* **EXERCISE DESCRIPTION**
Please update the lines from the one containing "Keep to these rules. Indicate every instance of the building" through the end of the records, both included, by replacing "with one dot" with "with a single dot" and leaving everything else unchanged. Return only those lines.

BEGIN ENTRIES PROVIDED

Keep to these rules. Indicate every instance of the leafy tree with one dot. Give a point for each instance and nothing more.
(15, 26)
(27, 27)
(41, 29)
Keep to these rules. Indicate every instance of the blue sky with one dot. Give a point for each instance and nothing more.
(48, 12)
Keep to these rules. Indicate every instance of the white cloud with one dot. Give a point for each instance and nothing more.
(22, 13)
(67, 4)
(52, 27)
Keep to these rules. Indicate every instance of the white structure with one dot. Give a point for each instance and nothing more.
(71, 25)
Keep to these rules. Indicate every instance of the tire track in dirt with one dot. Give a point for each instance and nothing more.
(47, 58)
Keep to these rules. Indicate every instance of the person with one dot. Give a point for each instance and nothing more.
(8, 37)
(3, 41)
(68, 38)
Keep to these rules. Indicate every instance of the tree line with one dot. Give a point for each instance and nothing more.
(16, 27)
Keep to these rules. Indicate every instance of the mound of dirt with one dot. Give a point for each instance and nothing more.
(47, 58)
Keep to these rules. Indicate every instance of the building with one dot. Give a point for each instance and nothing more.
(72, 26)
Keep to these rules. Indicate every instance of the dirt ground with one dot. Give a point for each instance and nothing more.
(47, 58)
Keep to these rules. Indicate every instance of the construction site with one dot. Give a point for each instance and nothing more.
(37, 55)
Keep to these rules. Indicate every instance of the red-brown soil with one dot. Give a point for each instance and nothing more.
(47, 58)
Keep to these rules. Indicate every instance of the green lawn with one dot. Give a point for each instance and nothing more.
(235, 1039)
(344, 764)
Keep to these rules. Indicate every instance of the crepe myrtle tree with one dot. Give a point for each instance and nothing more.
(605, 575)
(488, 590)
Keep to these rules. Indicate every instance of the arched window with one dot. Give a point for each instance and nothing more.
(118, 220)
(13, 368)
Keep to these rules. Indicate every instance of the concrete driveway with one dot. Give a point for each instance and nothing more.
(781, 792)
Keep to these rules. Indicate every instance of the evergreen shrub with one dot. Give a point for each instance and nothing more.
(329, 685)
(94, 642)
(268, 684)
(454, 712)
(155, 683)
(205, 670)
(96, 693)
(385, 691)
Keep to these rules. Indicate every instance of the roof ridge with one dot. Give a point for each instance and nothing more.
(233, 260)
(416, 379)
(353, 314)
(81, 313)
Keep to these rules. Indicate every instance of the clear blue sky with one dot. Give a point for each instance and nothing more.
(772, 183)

END ENTRIES PROVIDED

* **ANSWER FOR THE TASK**
Keep to these rules. Indicate every instance of the building with a single dot. Give a point for each instance and nothing more.
(72, 26)
Keep to these rules. Indicate every instance of the dirt ground with a single dot. Give a point for each instance and nothing more.
(47, 58)
Keep to these rules. Indicate every instance of the construction site with a single dot. Give a point for each instance and nothing more.
(37, 55)
Keep to these rules. Indicate every instance of the red-brown soil with a single dot. Give a point for each instance and nothing more.
(47, 58)
Keep to these rules. Indicate every instance of the green lawn with a single dot. Give a point for each instance and nothing more.
(235, 1039)
(344, 764)
Keep to these rules. Indicate every instance of the crepe myrtle tree with a single dot. Give a point for each instance and nothing more.
(605, 575)
(488, 590)
Keep to these rules. Indicate every instance of the arched window with a single dot. Give a point for each instance and nothing more.
(118, 220)
(13, 368)
Keep to these rules. Indicate every instance of the concrete driveway with a single dot. Give a point for each instance and nothing more.
(781, 792)
Keep to these rules. Indicate every instance of the evergreen shrub with a single dot. Give a point for each instance and nothing more.
(329, 685)
(94, 642)
(268, 684)
(454, 712)
(155, 683)
(205, 670)
(96, 693)
(385, 691)
Keep to these rules. Indicate every instance of the roof ridge with a single dot. Give a point for each instance and nothing more.
(233, 260)
(416, 379)
(353, 314)
(81, 313)
Keep to these rules. Indicate every instance of the clear blue sky with a single dot. Give a point for each instance and nothing more.
(772, 183)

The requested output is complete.